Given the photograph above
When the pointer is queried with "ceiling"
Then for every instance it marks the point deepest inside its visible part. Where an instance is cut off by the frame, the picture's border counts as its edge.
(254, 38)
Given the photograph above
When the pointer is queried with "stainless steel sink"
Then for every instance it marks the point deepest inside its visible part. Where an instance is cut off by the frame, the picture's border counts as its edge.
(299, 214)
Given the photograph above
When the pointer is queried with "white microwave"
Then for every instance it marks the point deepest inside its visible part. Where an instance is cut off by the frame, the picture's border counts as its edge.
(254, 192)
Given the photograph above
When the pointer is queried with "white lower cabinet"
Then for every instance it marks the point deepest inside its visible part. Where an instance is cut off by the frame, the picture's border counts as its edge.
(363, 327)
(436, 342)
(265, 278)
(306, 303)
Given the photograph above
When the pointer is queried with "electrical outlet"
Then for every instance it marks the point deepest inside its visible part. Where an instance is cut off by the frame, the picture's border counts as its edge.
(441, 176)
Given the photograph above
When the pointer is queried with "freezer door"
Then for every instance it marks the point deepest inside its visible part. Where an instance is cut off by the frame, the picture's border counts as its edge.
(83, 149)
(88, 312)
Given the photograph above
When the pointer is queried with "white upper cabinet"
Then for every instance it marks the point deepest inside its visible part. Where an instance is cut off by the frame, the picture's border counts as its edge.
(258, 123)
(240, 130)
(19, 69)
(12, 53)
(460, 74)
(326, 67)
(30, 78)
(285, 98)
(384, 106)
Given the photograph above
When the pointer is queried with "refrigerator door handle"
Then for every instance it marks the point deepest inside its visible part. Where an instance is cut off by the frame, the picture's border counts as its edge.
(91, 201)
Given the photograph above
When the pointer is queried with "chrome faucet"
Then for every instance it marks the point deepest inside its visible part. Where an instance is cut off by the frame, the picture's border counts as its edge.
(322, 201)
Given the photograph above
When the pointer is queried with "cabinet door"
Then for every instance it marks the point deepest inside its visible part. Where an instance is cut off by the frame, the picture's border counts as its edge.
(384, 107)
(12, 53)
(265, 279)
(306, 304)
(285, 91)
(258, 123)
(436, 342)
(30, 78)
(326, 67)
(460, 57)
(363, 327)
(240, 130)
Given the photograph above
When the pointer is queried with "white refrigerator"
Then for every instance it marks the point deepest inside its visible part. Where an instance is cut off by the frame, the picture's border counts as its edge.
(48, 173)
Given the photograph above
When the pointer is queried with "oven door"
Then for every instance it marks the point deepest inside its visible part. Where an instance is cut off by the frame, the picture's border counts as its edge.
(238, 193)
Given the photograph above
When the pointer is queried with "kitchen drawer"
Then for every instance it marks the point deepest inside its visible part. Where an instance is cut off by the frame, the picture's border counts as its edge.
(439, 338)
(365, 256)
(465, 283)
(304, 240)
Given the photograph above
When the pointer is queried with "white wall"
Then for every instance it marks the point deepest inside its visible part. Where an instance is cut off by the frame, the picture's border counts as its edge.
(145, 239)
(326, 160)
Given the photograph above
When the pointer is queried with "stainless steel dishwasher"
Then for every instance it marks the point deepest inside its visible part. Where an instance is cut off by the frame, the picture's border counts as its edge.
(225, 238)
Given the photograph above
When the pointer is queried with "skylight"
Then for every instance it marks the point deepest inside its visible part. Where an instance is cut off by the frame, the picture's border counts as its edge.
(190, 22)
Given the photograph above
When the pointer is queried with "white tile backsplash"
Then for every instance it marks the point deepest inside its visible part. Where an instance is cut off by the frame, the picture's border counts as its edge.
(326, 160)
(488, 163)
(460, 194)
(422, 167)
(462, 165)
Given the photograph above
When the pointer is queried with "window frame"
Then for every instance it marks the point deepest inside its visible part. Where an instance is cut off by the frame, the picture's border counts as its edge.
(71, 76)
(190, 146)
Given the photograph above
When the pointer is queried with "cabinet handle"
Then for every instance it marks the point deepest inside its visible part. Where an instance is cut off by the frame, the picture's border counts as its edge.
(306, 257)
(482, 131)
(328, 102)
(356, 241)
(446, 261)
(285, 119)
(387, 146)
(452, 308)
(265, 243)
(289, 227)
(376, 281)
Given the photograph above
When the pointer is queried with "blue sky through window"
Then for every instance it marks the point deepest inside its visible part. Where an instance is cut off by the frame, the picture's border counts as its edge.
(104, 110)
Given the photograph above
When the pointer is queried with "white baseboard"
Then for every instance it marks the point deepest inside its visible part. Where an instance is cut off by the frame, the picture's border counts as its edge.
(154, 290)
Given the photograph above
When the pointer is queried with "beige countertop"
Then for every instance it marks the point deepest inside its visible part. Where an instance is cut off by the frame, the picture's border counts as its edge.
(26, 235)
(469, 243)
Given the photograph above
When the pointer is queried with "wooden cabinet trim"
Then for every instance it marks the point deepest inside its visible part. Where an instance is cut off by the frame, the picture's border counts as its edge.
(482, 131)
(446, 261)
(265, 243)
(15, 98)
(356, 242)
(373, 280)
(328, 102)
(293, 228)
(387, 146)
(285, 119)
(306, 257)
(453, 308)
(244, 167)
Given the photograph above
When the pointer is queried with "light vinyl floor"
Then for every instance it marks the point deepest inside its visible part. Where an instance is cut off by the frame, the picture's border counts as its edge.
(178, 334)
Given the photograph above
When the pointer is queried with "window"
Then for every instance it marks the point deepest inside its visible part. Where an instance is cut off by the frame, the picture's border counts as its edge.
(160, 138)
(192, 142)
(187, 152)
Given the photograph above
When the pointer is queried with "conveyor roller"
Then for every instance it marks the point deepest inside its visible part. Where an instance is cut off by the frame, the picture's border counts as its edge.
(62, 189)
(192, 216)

--------------------------------------------------

What is needed
Pick out every line of the items above that contains the word "handle", and copy each one in full.

Answer to the exercise
When the pointer is queried with "refrigerator door handle"
When the pointer is queried with "cabinet handle"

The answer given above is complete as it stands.